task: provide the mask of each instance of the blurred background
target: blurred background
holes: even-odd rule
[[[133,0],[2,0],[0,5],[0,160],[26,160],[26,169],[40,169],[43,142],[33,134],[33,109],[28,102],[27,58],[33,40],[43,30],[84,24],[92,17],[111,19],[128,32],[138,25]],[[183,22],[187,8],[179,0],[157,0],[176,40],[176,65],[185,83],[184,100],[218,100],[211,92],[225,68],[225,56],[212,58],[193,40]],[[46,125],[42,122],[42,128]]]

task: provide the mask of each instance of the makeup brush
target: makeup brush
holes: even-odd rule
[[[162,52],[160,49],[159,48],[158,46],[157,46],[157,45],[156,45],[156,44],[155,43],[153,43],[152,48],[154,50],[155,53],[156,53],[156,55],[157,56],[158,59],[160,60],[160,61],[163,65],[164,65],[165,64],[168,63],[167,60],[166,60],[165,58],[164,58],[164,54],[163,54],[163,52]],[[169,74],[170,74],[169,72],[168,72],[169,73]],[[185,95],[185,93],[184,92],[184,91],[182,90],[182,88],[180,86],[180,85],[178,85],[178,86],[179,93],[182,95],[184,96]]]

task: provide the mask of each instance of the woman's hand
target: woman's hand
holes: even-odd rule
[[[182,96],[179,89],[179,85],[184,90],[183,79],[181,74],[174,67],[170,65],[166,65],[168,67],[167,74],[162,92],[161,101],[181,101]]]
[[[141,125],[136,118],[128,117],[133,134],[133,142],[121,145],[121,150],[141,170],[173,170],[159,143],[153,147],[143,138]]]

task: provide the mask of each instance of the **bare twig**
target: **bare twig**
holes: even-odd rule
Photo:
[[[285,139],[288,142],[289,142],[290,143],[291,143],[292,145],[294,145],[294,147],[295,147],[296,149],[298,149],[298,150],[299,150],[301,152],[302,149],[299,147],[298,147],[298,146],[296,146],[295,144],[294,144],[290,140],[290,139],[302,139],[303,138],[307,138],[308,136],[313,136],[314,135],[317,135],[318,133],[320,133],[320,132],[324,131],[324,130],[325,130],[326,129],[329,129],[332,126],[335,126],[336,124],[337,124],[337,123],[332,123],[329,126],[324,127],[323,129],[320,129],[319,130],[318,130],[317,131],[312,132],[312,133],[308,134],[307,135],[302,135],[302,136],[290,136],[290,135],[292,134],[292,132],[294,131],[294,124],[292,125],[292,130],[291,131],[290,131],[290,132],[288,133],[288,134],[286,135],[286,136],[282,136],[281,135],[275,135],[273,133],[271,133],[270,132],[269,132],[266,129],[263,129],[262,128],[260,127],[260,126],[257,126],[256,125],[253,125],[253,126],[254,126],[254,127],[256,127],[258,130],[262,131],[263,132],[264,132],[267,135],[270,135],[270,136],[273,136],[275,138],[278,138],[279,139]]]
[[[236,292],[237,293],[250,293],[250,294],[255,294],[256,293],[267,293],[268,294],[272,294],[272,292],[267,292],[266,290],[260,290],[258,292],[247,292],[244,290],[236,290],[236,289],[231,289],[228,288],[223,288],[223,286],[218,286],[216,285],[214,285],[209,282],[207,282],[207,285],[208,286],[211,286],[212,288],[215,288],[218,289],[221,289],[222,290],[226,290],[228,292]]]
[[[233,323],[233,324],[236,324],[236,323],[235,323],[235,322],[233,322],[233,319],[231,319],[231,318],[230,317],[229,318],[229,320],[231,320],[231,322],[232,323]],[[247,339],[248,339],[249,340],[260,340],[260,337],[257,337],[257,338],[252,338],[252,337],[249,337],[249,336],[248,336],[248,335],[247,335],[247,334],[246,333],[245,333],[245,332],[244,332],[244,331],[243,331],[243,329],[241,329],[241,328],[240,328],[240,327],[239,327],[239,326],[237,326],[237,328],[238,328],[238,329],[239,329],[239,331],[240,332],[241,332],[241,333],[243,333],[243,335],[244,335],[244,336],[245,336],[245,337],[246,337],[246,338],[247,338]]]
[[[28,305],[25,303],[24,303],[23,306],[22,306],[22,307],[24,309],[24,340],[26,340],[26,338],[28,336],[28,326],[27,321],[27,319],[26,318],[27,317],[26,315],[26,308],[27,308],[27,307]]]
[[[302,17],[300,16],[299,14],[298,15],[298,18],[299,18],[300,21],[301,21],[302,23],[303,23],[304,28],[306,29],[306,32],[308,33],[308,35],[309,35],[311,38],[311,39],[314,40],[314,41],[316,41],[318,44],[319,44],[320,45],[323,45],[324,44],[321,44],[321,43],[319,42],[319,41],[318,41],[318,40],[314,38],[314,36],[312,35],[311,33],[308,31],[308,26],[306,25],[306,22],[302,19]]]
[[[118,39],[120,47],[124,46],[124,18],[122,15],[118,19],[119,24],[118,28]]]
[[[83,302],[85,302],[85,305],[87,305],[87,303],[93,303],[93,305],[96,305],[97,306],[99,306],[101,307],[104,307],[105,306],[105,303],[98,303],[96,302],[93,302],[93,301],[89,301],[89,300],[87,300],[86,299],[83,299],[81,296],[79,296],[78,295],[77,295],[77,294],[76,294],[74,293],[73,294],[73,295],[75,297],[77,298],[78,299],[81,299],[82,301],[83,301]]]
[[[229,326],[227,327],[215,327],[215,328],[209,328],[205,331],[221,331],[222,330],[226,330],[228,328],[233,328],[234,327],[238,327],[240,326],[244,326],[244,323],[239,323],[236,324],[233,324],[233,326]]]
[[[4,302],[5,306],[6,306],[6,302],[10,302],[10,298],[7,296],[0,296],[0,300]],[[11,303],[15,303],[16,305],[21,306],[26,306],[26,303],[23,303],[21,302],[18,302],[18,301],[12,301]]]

········

-- TASK TO CARRY OUT --
Return each line of the material above that contains the string "target". Treat uppercase and lowercase letters as distinct.

-- ANSWER TO THE TASK --
target: blurred background
target: makeup brush
target: woman's hand
target: **bare twig**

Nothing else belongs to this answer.